>> Start

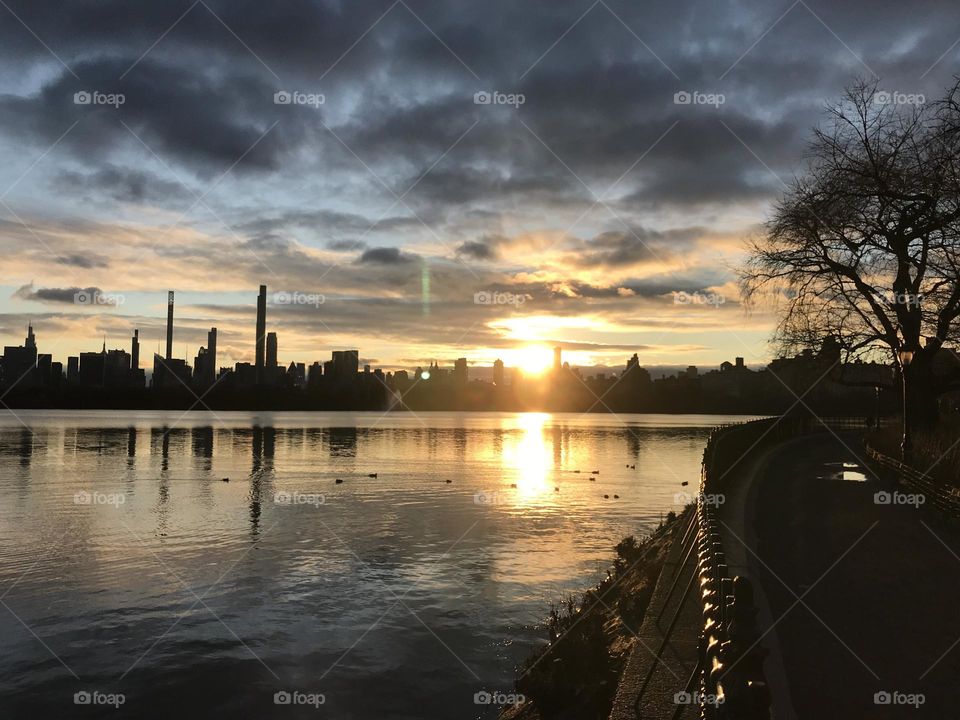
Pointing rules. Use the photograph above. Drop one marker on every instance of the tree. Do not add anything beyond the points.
(865, 244)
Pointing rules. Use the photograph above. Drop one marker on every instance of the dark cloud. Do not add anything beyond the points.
(386, 256)
(121, 184)
(89, 296)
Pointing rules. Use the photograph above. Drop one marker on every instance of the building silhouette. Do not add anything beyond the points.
(261, 331)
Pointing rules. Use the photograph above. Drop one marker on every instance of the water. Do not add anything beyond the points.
(129, 566)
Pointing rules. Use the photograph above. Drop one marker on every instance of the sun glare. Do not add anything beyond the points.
(533, 359)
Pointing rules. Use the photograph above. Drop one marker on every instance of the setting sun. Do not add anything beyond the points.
(533, 359)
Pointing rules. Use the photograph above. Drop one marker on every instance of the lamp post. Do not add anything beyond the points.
(906, 357)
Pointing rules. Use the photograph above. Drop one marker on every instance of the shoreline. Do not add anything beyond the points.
(576, 675)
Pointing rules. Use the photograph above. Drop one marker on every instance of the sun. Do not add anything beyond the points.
(533, 359)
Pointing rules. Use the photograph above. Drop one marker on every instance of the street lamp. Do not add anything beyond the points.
(906, 357)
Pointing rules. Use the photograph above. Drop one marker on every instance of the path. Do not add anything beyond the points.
(862, 597)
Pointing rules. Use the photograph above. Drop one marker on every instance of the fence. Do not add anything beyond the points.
(941, 497)
(732, 683)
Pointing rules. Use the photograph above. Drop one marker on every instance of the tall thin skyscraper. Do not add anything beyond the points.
(261, 329)
(271, 349)
(170, 325)
(212, 350)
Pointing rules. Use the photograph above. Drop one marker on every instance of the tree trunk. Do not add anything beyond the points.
(921, 392)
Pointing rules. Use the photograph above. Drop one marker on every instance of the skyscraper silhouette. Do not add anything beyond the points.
(169, 355)
(261, 330)
(271, 349)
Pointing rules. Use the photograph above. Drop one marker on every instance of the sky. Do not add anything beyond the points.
(419, 180)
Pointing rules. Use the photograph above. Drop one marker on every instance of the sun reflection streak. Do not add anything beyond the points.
(529, 457)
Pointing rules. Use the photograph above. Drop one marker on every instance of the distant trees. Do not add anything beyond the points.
(865, 244)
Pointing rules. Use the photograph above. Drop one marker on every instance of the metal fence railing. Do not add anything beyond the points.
(732, 682)
(729, 673)
(942, 497)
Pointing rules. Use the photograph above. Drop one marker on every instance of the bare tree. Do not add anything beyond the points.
(865, 244)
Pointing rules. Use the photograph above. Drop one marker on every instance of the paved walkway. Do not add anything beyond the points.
(858, 598)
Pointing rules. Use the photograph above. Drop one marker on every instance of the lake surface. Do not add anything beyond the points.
(129, 567)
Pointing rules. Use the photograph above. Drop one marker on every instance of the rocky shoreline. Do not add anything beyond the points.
(590, 637)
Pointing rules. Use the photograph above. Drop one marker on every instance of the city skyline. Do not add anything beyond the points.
(531, 358)
(470, 163)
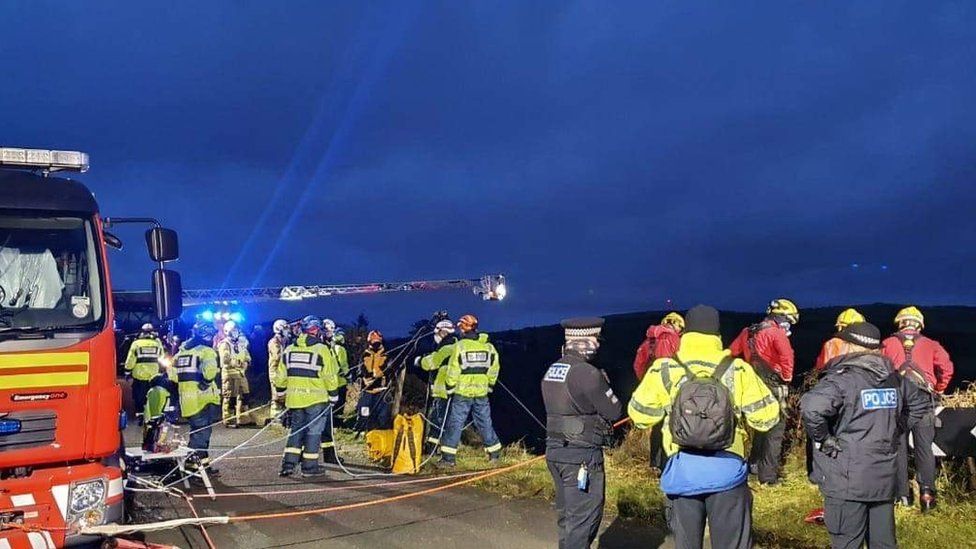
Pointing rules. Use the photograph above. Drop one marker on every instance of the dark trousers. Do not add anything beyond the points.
(201, 426)
(305, 438)
(658, 456)
(437, 417)
(923, 434)
(852, 523)
(579, 511)
(373, 412)
(139, 391)
(729, 516)
(479, 410)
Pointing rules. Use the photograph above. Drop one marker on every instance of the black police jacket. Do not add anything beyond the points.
(580, 409)
(866, 406)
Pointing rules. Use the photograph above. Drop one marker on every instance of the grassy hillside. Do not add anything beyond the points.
(527, 353)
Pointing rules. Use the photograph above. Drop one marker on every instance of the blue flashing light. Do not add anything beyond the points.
(9, 426)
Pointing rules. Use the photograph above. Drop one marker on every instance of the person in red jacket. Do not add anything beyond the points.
(661, 341)
(925, 362)
(766, 346)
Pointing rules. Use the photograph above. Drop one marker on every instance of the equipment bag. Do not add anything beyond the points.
(408, 453)
(702, 416)
(379, 444)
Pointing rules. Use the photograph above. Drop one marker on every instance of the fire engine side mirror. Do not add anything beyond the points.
(167, 294)
(163, 244)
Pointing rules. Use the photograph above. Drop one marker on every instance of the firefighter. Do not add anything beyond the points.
(234, 362)
(196, 370)
(471, 375)
(660, 341)
(334, 337)
(436, 362)
(276, 349)
(766, 346)
(831, 348)
(142, 363)
(710, 484)
(580, 411)
(373, 409)
(926, 363)
(309, 375)
(854, 415)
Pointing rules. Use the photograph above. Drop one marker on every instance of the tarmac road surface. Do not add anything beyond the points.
(456, 517)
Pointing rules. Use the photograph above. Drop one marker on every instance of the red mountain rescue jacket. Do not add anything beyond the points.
(660, 342)
(927, 354)
(772, 345)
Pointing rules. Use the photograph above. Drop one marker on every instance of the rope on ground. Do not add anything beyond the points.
(224, 420)
(422, 480)
(524, 407)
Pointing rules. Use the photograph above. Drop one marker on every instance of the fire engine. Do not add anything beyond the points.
(60, 403)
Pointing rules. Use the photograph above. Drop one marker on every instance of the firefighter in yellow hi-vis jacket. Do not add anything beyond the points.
(234, 362)
(142, 363)
(276, 350)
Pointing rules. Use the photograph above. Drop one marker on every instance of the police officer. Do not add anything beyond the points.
(580, 409)
(855, 416)
(471, 375)
(436, 362)
(142, 363)
(196, 371)
(309, 375)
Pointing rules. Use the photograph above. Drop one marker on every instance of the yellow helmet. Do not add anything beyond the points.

>> End

• _What you are asked to do_
Rewrite all of the lines above with "photograph" changed to "image" and everything else kept the same. Leave the pictures out of your version.

• _Solution to this task_
Pointing rules. Use the image above. Drop one marker on every instance of the tree. Do not add anything beyond the points.
(865, 244)
Pointing rules. Use the image above. Drop one marker on every instance of the dark cloud. Do not add anything beyond the points.
(386, 256)
(121, 184)
(89, 296)
Pointing rules. Use the image above. Drop one marker on every instance of the building silhouette. Do not add anything beyond the points.
(261, 331)
Pointing rules. Use the image above. Drop one marker on every instance of the water. Do not add anything beyond the points.
(129, 566)
Pointing rules. Use the image above. Drop one marker on every instance of the sun glare. Do not add anything beyond the points.
(533, 359)
Pointing rules. Use the image above. Drop one marker on every instance of the setting sun. Do not add anything beyond the points.
(533, 359)
Pointing rules. Use the image above. Drop one marker on every instance of the lamp post. Do not add anything beyond the points.
(906, 357)
Pointing rules. Use the image above. Drop one marker on every instance of the shoreline. Do not add anything beyond the points.
(576, 675)
Pointing rules. Use the image above. Drop one marker on every instance of the sun. Do not add anything beyond the points.
(533, 359)
Pointing rules. Use the image above. Drop one marker on every instance of the street lamp. Do not add anything beyond the points.
(906, 357)
Pointing rules. Use the image above. Drop one marker on every instance of the path. Do not add anything beyond the points.
(862, 597)
Pointing rules. Use the image above. Drop one marker on every instance of the fence. Do not add anything beyond the points.
(941, 497)
(732, 683)
Pointing rules. Use the image above. Drop one marker on every instance of the tall thin skyscraper. Do not add anything beyond the points.
(261, 329)
(271, 349)
(170, 325)
(212, 350)
Pointing rules. Use the image above. Drop one marker on every instance of the tree trunk. Do not add anything beyond the points.
(921, 392)
Pointing rules. Use the image above. Drop one marker on every instance of the skyscraper silhouette. Do not add anything beyond the points.
(169, 355)
(261, 330)
(271, 349)
Pointing rules. Use the image above. Drop one marker on every instance of the sky. Do not add anything beyond the points.
(419, 180)
Pointing rules. Use the image above. Drop one marker on every instance of the sun reflection streak. Do not add anything beyond the points.
(529, 457)
Pointing rules. Use the image above. Drop one marker on every instance of the distant trees. Do not add anything beyond the points.
(865, 244)
Pointing rules. Use the image above. Drop one marker on every instance of the metal fence railing. Do not add anything beyond the points.
(732, 682)
(729, 673)
(942, 497)
Pointing rules. Use the image above. Drop one marker on every instance of the bare tree. Do not add anything beyond the points.
(865, 244)
Pointing rules. Use the image above. Drop one marker on every instance of the paved walkway. Do not add anything beyond the points.
(858, 598)
Pointing rules. Use the image above. Drop one marker on every instance of the lake surface. Do not add anything beyond the points.
(129, 567)
Pointing rules. Use the image above. Drop one marker on every instance of the rocky shoreline. Do not add anything beyond the points.
(590, 637)
Pointing rules. Use the image above. Drop one marker on every instance of the city skyline. Do not add anything beyond the points.
(531, 358)
(470, 163)
Pointing rules. Use the image above. Drop one marker on every instance of the dark trousers. Do not add anything beyond the points.
(201, 426)
(305, 438)
(658, 456)
(437, 417)
(923, 434)
(852, 523)
(579, 511)
(373, 412)
(139, 391)
(729, 516)
(479, 410)
Pointing rules. Use the image above. Drop one marker on every instance of the black police jacket. Do not add anything beyond the points.
(580, 409)
(866, 406)
Pointing rules. Use the image above. Drop one marker on every instance of the grassy hillside. Do not add anything beyond the points.
(527, 353)
Pointing rules. Use the image above. Drop one marker on every instance of the blue flashing light. Do not add anything beyond the points.
(9, 426)
Pointing rules. Use the image above. Drop one marker on every instance of the person in red jacket. Do not add anything beyond the points.
(661, 341)
(925, 362)
(766, 346)
Pointing rules. Use the image above. Drop one marker on every instance of the equipment bag. Do not add anything beyond the points.
(408, 453)
(702, 416)
(379, 444)
Pointing rules. Use the image above. Drop one marker on every instance of the fire engine side mirror. Do not add anything beyond the points.
(167, 294)
(163, 244)
Pointing rules. Use the image above. Drop one marker on every instance of the firefighter. Do not add anything beyond the points.
(234, 362)
(196, 370)
(471, 375)
(660, 341)
(334, 337)
(436, 362)
(276, 349)
(766, 346)
(831, 348)
(142, 363)
(710, 484)
(580, 411)
(373, 409)
(926, 363)
(309, 375)
(854, 415)
Pointing rules. Use the image above. Drop one marker on every instance of the tarmac road surface. Do not add anything beyond the points.
(456, 517)
Pointing rules. Use the image above. Drop one marker on every instance of the red mountain rescue jacket. Do not add anything beyond the points.
(660, 342)
(927, 354)
(772, 345)
Pointing rules. Use the image above. Drop one marker on every instance of the rope on ground. Do not add anything beyond the points.
(224, 420)
(422, 480)
(524, 407)
Pointing rules. Use the image above. Drop one marker on every instance of the fire engine. Do not add anything beyond the points.
(60, 403)
Pointing rules. Use the image above. Drop one marker on every instance of the firefighter in yellow hi-vis jacket. Do not add anything beyond the points.
(234, 362)
(142, 363)
(276, 350)
Pointing rules. Use the image above. Drop one marker on every instance of the police officer. Do not add anything beyond the points.
(580, 409)
(855, 416)
(471, 375)
(436, 362)
(142, 363)
(196, 371)
(309, 375)
Pointing rules. Use the image above. Drop one marker on every instance of the yellow helmet. Do not add anything beyond the points.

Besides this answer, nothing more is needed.